──────── STUDY TEXT
6. Are there alternative ways of implementing "it"? Within the
   conceptual framework of the Dublin Core Element Set (i.e.,
   element/element qualifiers and value/value qualifiers), are there
   alternative ways to achieve the ends sought?

7. Are there existing implementations or controlled vocabularies, etc.,
   supporting "it"? Somewhat akin to number 2 above, are there existing
   implementations for which this solution (element or element
   qualifier or value qualifier) is needed in support of resource
   discovery. In similar fashion, are there existing value qualifiers
   (i.e., controlled vocabularies, thesauri, etc.) that support "it".

QUESTIONS FOR DISCUSSION

1) Is the Usage Board in the business of reviewing and certifying
   metadata terms in external (non-DCMI) namespaces? By publishing an
   application profile or namespace on the Web, a metadata-using
   project or service can in effect assert that its vocabulary terms
   are based on Dublin Core. DCMI could decide to acknowledge this
   assertion with a Usage Board review and publish its annotation. If
   such a term were approved by the Usage Board, would thereby become
   part of a DCMI namespace?
────────────────
* _REQUIRED ACTION A_:
In the Usage Board text, what can a metadata-using project or service in effect assert by publishing an application profile or namespace on the Web?
* _REQUIRED ACTION B_:
Please continue the Usage Board text from its final sentence.
──────── SUPPLIED DATA
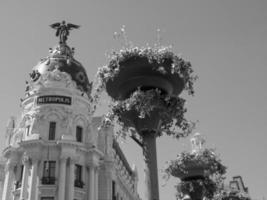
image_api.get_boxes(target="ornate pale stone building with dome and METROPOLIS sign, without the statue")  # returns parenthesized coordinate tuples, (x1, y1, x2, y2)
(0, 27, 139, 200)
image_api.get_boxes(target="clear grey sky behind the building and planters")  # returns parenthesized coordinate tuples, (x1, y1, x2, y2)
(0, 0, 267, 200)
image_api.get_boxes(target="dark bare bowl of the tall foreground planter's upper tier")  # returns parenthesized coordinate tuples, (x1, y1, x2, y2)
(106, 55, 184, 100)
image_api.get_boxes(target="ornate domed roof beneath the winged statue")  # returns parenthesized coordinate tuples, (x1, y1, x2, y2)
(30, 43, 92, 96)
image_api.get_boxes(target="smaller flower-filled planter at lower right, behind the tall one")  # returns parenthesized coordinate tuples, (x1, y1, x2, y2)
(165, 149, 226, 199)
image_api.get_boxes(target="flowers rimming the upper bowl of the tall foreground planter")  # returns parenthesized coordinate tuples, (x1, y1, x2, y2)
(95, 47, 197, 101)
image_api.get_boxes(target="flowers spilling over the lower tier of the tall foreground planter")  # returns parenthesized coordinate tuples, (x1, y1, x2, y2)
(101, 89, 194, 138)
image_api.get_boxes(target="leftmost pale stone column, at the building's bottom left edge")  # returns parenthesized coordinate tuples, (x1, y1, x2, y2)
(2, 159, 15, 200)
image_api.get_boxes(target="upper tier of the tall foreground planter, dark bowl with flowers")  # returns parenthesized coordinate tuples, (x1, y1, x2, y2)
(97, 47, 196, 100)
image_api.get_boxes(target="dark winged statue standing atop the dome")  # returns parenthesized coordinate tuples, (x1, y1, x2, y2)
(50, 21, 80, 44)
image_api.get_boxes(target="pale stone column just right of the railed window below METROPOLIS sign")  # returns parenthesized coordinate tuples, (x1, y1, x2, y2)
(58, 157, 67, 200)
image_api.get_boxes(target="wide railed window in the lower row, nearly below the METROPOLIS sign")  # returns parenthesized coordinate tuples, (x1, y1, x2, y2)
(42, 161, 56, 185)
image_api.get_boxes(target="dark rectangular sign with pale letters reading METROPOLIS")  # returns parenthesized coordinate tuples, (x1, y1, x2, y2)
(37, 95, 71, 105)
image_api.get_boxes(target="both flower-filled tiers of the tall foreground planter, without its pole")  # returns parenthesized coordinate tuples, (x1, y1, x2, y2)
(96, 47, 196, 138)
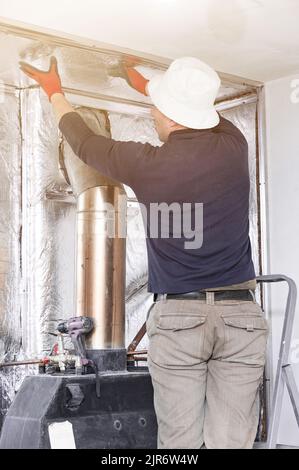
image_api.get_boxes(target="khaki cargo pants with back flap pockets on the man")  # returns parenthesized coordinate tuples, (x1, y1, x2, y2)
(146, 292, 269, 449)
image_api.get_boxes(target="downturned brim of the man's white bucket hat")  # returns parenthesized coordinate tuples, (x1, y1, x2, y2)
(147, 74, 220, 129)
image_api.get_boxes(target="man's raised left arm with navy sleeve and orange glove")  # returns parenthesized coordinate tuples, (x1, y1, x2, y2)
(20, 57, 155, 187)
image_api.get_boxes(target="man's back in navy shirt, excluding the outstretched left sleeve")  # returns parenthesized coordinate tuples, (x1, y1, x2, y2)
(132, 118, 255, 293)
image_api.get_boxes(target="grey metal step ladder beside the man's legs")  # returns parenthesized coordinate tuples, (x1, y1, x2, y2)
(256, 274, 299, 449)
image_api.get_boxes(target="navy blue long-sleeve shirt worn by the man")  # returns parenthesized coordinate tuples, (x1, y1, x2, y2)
────────────────
* _OUTPUT A_:
It can assert that its vocabulary terms are based on Dublin Core.

* _OUTPUT B_:
2) Should the Usage Board be in the business of reviewing entire
   application profiles or specifications based on Dublin Core? Under
   what circumstances, for example, might we want to review an entire
   Dublin-Core-based standard, such as PRISM
   (http://www.prismstandard.org/news/2001/0401.asp) or Musicbrainz
   (http://musicbrainz.org/MM/)?

3) Is the Usage Board in the business more of "certifying conformance" or of
   "recommending"? Many people wish that in the interest of global
   interoperability, DCMI would provide more guidance in the form of
   recommending, for example, "Last name, first name."

4) Should terms that have (merely) been proposed, such as
   http://www.dublincore.org/2000/03/13-dcagent, already be posted in a
   DCMI registry directory, and do we rely on Usage Board annotations
   to clarify their status? Or should the Usage Board act as
   gatekeeper of the registry? Are such questions even within the
   scope of the Usage Board?